- Tarefa proposta A
Responda, com base no texto sobre lodo de esgoto apresentado abaixo:
(i) Quais são os teores de N e de P do lodo de esgoto?
(ii) Que parcela dos fertilizantes o Brasil ainda importa?
(iii) Que tipo de novo fertilizante é dado como exemplo?

- Texto apresentado
+--

Figura 1. Estação de tratamento de esgoto (à esquerda) e lodo de esgoto seco (à direita).

Além disso, representa um desperdício não reaproveitar na agricultura um material que é rico em N e P (3,3 e 1,6 %; Berton et al. (2021)), alguns micronutrientes e matéria orgânica, um componente presente baixa quantidade nos solos mais intemperizados dos trópicos, porém essencial para melhorar a saúde do solo. Apesar disso, o Brasil ainda importa mais de 80 % dos fertilizantes, fazendo com que o setor agrícola, que é a principal atividade econômica do país, fique vulnerável às oscilações do mercado internacional e conflitos geopolíticos. A possibilidade de utilizar fontes orgânicas como fertilizantes faz parte das estratégias do Plano Nacional de Fertilizantes do Brasil, que visa reduzir a dependência externa e ampliar a produção nacional de fertilizantes (Brasil, 2021). Por essa razão, a reciclagem de nutrientes a partir da aplicação do lodo de esgoto no solo não é apenas uma alternativa para substituir parte da adubação com fertilizantes minerais importados, mas também é uma forma de promover a economia circular. Esta consiste na reinserção de resíduos na cadeia produtiva, podendo agregar valor a esses materiais por meio de processos que visam melhorar as características físico-químicas do subproduto além de servirem de base para a criação de novos fertilizantes, como os fertilizantes organominerais (Figura 2).

+--

- Dados fornecidos
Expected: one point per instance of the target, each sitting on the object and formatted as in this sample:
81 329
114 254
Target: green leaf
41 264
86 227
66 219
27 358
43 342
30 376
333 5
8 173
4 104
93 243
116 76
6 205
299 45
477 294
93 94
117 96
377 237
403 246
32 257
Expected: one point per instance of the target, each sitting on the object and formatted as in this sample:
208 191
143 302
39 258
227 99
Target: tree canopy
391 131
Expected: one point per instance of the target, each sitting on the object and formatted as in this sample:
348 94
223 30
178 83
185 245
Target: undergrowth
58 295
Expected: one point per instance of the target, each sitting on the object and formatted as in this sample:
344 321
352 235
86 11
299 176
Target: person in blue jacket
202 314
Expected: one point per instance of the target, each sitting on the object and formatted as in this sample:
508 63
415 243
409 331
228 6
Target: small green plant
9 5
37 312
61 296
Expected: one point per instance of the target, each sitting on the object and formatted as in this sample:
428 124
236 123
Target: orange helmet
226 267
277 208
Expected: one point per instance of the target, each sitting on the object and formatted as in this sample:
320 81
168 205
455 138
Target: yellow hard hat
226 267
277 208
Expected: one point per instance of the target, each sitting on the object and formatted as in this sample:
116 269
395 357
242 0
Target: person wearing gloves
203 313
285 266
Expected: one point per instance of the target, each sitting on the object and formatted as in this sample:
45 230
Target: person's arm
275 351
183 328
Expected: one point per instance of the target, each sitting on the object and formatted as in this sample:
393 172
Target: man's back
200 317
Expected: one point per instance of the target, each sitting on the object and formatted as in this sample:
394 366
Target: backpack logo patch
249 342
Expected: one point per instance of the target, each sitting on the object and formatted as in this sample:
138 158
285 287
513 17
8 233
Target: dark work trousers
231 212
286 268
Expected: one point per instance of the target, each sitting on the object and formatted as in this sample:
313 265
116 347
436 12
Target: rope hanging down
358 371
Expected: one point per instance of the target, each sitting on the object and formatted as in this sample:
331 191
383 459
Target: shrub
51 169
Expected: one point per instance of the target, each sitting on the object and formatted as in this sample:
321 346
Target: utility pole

+--

- Tarefa proposta B
Reúna todas as linhas dos registros em que aparece a palavra "green" e copie-as sem alteração.

- Solução da tarefa A
(i) 3,3 % de N e 1,6 % de P.
(ii) Mais de 80 % dos fertilizantes.
(iii) Os fertilizantes organominerais.

- Solução da tarefa B
Target: green leaf
Target: small green plant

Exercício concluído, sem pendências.